* TEXTO DADO
Tampoco tenían razón los utilitaristas al pensar que se podían comparar las utilidades de las diferentes personas. Cuando miras esas mujeres campesinas de Malí, cantando rítmicamente mientras muelen el grano de mijo o charlando entre ellas mientras hacen cestas de mimbre, te preguntas si son más o menos felices que tú. No hay forma de saberlo. Esas mujeres parecen sentirse muy felices mientras preparan la comida o tejen la ropa que va a beneficiar a sus familias o a los vecinos de su aldea. Pero las que trabajan en la cocina de un restaurante o en una fábrica textil no parecen tan felices aunque tengan en sus casas agua corriente, luz y TV.

Pero, por otra parte, tampoco es seguro que al final de tu vida sea esa la cuenta que quieras hacer. Quizás, en vez de medir lo que tú has disfrutado y sufrido, lo que quieras es medir la cantidad de bien o mal que has hecho a los demás. Quizá quieras valorar el daño que has hecho al planeta, la huella ecológica que has dejado, los hijos que has criado, los enfermos que has curado, la comida que has preparado, las casas y edificios, la ropa, las máquinas, los coches en cuya fabricación has colaborado. O si has escrito una novela que ha hecho que unos miles de personas se sientan a gusto durante unas cuantas horas.

* ENUNCIADO A
En el listado, reescribe las líneas desde la que contiene "of the ground" hasta la que contiene "(1121, 596)", esta incluida, sustituyendo "tree line" por "row of trees" y sin cambiar nada más.
El texto y el listado no guardan ninguna relación entre sí.

* MATERIAL DEL EJERCICIO
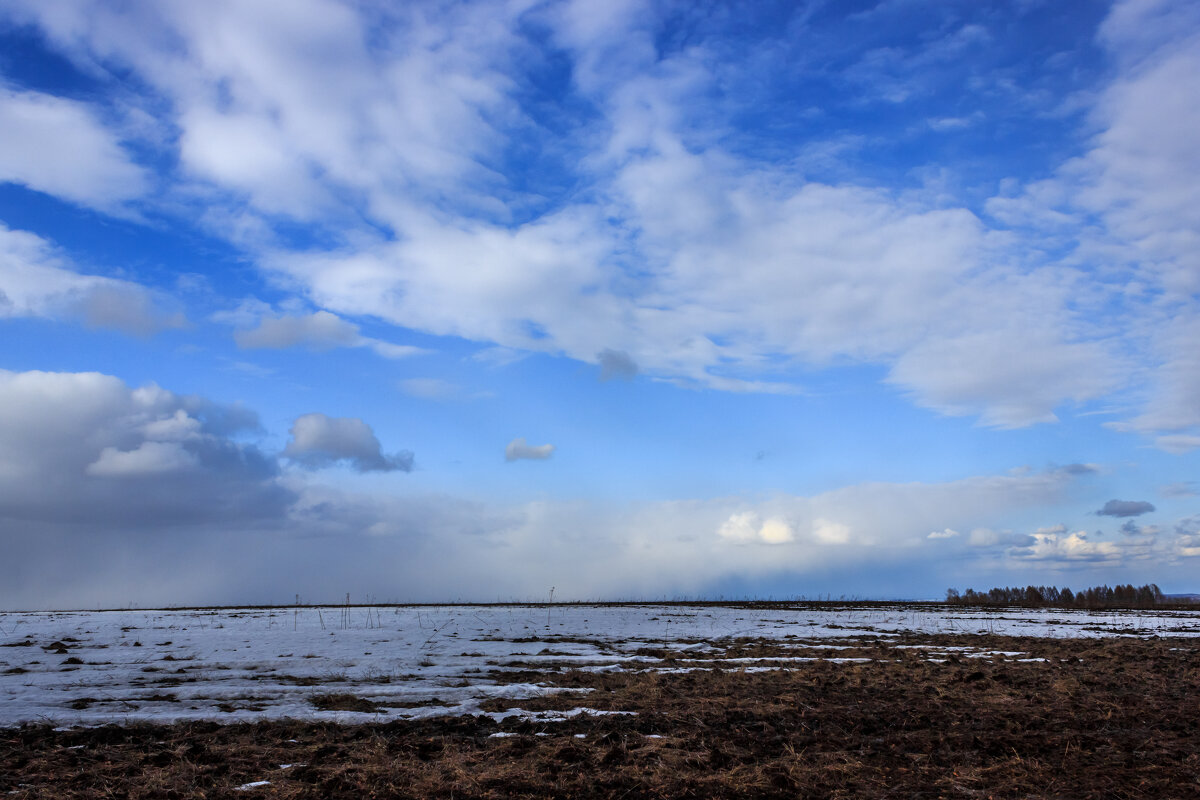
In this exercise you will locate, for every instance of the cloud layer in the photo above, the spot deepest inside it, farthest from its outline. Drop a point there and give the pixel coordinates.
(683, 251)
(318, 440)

* * *

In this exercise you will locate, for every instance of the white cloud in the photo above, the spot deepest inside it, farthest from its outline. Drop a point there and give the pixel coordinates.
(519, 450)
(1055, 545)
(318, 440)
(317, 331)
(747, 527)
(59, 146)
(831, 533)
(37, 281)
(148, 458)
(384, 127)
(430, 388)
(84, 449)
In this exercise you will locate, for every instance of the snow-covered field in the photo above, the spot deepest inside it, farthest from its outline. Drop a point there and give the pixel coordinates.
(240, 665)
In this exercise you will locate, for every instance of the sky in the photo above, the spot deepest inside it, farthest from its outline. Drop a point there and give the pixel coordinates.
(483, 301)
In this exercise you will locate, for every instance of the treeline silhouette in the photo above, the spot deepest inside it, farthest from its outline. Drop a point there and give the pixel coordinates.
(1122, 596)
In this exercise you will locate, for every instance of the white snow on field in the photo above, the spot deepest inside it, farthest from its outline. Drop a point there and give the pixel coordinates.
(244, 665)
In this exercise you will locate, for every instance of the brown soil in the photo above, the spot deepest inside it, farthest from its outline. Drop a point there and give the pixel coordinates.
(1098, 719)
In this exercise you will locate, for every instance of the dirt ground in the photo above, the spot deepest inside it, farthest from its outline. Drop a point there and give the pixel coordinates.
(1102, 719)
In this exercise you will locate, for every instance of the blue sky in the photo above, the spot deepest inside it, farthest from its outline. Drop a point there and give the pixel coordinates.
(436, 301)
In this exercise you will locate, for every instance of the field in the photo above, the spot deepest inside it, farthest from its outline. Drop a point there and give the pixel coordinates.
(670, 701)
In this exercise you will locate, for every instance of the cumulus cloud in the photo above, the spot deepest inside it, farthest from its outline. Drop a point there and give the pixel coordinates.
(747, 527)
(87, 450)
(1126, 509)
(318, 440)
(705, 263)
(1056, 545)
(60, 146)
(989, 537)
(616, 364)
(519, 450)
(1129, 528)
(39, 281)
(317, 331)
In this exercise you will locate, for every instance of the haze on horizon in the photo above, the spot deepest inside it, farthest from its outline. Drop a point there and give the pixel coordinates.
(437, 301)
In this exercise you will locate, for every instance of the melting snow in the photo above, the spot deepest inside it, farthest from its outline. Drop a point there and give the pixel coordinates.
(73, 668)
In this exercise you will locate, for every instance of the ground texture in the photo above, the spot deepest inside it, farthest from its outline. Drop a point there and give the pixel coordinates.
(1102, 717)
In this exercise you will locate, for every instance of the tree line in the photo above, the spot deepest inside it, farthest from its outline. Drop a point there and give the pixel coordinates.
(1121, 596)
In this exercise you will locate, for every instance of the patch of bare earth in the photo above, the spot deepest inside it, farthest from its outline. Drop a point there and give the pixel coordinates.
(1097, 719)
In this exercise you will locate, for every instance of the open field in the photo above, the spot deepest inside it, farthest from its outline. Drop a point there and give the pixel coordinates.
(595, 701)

* ENUNCIADO B
Por favor, copia del texto dado el fragmento que va desde "Tampoco tenían razón" hasta "corriente, luz y TV.", ambos incluidos.

* RESPUESTA A
In this exercise you will locate, for every instance of the ground texture in the photo above, the spot deepest inside it, farthest from its outline. Drop a point there and give the pixel coordinates.
(1102, 717)
In this exercise you will locate, for every instance of the row of trees in the photo above, the spot deepest inside it, farthest from its outline. Drop a point there and give the pixel coordinates.
(1121, 596)

* RESPUESTA B
Tampoco tenían razón los utilitaristas al pensar que se podían comparar las utilidades de las diferentes personas. Cuando miras esas mujeres campesinas de Malí, cantando rítmicamente mientras muelen el grano de mijo o charlando entre ellas mientras hacen cestas de mimbre, te preguntas si son más o menos felices que tú. No hay forma de saberlo. Esas mujeres parecen sentirse muy felices mientras preparan la comida o tejen la ropa que va a beneficiar a sus familias o a los vecinos de su aldea. Pero las que trabajan en la cocina de un restaurante o en una fábrica textil no parecen tan felices aunque tengan en sus casas agua corriente, luz y TV.